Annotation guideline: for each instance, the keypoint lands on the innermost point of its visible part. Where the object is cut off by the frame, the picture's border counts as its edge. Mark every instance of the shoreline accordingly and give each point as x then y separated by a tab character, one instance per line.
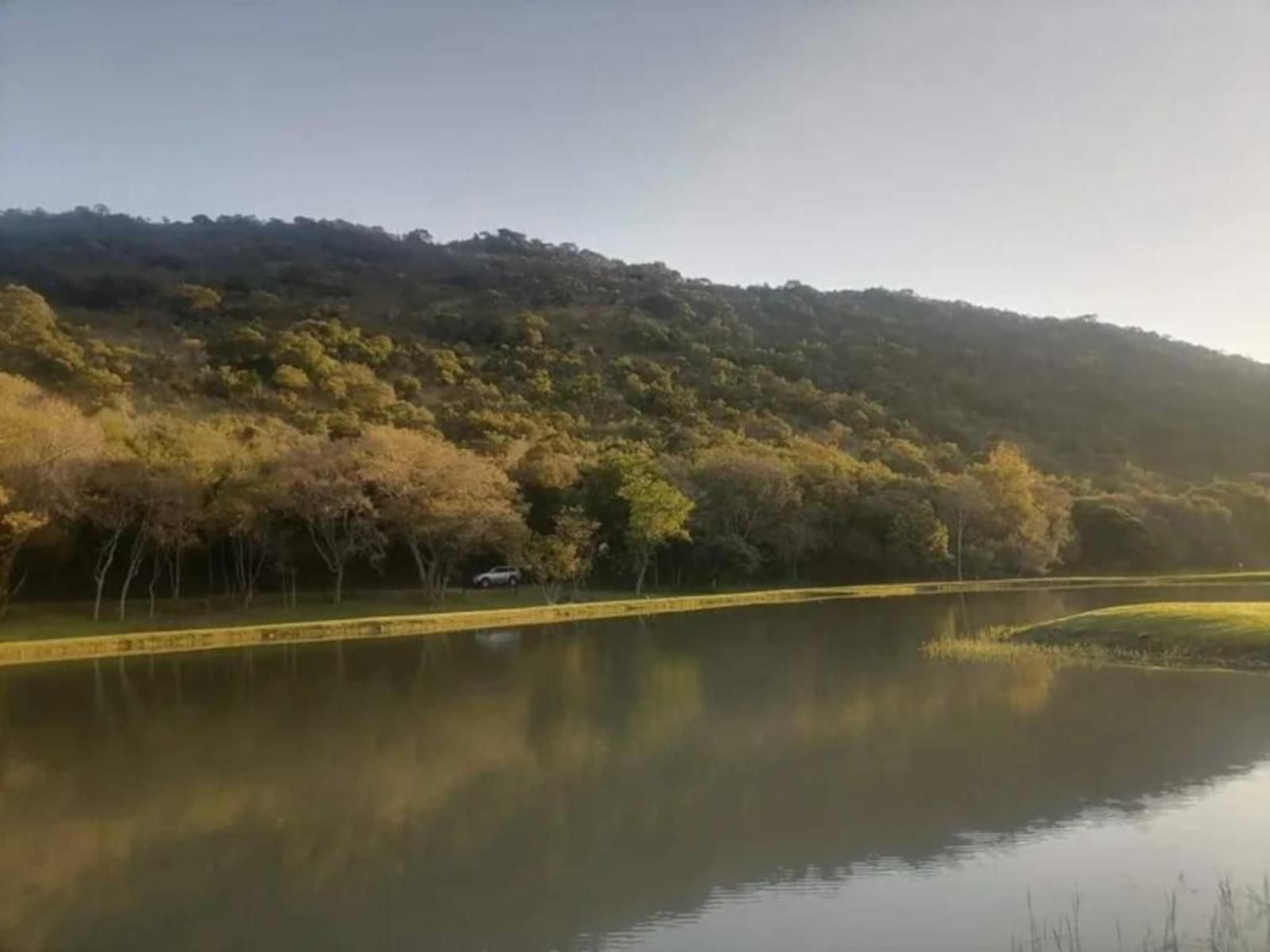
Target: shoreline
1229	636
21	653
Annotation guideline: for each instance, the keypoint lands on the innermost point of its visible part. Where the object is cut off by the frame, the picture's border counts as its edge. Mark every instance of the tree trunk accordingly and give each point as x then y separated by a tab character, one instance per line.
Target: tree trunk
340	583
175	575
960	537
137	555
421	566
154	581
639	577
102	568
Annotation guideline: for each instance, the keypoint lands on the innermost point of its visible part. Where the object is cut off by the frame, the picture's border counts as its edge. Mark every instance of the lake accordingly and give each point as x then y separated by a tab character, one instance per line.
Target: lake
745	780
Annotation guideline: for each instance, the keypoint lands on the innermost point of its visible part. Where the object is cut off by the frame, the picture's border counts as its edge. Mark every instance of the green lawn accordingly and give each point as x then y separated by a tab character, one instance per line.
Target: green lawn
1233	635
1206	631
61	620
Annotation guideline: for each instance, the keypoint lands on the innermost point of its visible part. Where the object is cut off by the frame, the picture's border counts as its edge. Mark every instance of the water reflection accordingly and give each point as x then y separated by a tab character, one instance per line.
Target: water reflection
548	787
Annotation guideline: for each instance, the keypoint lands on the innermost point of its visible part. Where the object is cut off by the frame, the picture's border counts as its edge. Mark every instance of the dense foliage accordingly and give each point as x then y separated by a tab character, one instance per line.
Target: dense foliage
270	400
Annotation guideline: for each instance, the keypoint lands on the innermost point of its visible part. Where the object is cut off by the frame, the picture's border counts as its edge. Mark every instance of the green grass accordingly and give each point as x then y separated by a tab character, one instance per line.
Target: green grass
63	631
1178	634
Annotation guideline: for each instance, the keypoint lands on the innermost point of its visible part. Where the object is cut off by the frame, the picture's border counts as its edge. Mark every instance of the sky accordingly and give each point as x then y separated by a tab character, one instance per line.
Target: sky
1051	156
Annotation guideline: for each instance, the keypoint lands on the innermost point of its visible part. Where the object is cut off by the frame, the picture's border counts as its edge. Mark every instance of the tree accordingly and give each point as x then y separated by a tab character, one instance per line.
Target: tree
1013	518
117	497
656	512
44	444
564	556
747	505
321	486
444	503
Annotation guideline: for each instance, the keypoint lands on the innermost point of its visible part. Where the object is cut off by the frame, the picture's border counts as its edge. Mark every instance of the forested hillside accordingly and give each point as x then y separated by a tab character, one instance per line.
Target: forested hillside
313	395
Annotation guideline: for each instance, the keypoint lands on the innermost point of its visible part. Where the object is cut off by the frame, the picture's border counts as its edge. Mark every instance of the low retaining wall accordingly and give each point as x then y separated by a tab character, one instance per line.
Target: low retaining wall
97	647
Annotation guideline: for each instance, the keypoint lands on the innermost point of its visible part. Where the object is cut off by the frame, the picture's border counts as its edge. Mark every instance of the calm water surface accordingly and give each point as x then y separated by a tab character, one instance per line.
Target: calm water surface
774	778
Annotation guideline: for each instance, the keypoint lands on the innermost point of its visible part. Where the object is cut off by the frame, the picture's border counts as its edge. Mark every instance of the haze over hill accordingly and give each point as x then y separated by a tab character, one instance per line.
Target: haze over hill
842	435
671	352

··········

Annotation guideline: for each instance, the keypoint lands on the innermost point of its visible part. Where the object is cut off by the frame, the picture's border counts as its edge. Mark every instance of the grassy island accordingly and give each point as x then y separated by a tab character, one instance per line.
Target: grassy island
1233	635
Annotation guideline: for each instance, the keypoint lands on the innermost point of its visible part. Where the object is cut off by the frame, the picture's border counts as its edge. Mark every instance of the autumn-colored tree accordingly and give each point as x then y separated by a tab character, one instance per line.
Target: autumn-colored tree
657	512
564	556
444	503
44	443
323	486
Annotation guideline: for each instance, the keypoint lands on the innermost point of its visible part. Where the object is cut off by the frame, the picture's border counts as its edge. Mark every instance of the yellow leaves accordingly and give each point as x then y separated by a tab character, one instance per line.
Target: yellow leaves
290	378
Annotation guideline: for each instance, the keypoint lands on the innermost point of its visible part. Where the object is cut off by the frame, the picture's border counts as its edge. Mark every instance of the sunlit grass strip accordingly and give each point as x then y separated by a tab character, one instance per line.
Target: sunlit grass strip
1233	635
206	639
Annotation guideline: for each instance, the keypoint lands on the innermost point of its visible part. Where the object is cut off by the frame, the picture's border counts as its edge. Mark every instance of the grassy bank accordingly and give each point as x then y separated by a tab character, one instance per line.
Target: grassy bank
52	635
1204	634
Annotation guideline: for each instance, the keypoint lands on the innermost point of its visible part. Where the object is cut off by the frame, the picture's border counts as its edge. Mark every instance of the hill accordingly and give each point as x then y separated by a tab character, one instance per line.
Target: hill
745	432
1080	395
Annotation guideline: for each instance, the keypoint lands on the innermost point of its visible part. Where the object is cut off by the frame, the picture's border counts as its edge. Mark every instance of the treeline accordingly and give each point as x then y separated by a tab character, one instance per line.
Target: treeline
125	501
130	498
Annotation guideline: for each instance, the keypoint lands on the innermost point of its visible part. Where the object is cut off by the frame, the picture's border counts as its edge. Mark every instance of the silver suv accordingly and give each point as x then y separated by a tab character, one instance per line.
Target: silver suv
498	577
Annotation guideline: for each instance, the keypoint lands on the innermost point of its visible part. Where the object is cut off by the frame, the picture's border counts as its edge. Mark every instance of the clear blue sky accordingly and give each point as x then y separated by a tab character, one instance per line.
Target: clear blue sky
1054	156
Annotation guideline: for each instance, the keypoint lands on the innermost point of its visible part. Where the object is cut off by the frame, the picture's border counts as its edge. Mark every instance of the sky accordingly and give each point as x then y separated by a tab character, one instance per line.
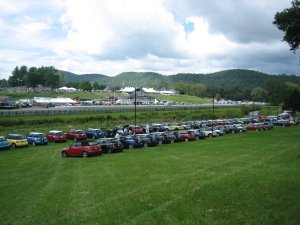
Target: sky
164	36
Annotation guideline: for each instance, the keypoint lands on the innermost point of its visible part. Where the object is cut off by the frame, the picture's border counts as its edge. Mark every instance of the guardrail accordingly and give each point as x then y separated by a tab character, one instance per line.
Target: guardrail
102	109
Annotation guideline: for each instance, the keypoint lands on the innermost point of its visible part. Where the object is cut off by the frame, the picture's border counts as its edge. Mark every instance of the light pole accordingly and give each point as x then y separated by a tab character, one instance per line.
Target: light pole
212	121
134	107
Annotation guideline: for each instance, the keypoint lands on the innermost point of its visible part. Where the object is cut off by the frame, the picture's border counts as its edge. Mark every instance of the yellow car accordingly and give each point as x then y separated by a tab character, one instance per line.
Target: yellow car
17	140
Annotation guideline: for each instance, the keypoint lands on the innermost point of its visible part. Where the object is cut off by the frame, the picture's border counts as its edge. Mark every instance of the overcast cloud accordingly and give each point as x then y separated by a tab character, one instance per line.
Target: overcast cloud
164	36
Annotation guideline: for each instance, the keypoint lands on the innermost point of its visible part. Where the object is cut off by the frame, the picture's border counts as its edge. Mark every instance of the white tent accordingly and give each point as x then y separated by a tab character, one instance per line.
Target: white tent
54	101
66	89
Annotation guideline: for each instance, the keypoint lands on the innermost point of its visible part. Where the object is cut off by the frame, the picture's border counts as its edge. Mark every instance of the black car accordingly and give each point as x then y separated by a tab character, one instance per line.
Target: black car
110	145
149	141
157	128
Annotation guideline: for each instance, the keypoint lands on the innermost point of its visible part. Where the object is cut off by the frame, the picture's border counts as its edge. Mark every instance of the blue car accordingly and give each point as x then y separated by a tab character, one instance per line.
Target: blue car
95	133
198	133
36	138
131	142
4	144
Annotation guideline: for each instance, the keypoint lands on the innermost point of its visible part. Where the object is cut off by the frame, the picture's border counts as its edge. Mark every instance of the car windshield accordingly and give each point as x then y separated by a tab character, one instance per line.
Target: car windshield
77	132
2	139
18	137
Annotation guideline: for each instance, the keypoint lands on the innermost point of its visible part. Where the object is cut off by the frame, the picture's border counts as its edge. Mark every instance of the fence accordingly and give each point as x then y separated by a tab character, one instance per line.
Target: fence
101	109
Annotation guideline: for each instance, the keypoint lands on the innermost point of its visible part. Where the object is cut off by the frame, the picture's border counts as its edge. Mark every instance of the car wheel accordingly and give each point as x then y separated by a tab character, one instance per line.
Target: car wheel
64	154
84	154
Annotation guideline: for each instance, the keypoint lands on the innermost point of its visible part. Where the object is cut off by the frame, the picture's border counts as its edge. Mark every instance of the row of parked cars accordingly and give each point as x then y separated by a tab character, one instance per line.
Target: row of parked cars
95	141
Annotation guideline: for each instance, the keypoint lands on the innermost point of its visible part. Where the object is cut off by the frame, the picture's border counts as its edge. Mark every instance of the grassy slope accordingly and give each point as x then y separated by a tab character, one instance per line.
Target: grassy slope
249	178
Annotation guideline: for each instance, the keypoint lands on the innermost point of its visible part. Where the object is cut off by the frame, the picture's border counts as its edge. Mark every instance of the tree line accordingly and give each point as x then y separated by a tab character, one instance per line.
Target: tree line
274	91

··········

*Task item*
From the records above, transcribe only the stretch from the line with "of the silver" through the line with "of the guardrail", keeping both ends. Omit pictures.

*Finished exercise*
Annotation guideline: for each instance, the keypoint lands on the innermost point of its visible part. Where the object is cut off by the frame, the picture's border counts as its edge. Mark every instance of the silver suv accordingly and give each point as x then y separated by a tab character, one instance per line.
Target: silver suv
498	577
Annotation guideline: for each instance, the keypoint lands on the innermost point of its visible part. Where the object is cut off by the frame, the picture's border counts as its edge. Mark every instance of the clear blue sky accordingly and give each point as x then y separated by a tab character, one instance per line.
Target: clear blue sky
1054	156
Annotation guideline: for each instance, the keypoint lands on the innermost point of its visible part. Where the object is cut off by the frame, the picture's border counts as its edge. Mark every instance of the sky accordingly and give each point as x then y separated by a tab character, one instance per line.
Target: sky
164	36
Annotation guideline: for each instance, the keypoint lands on the innermost point of its visible part. Where the object is cut off by the frame, the picture's border counts as its edge. Mark every instance of the guardrail accordingly and give each point as x then y separated by a tab character, one instance per line.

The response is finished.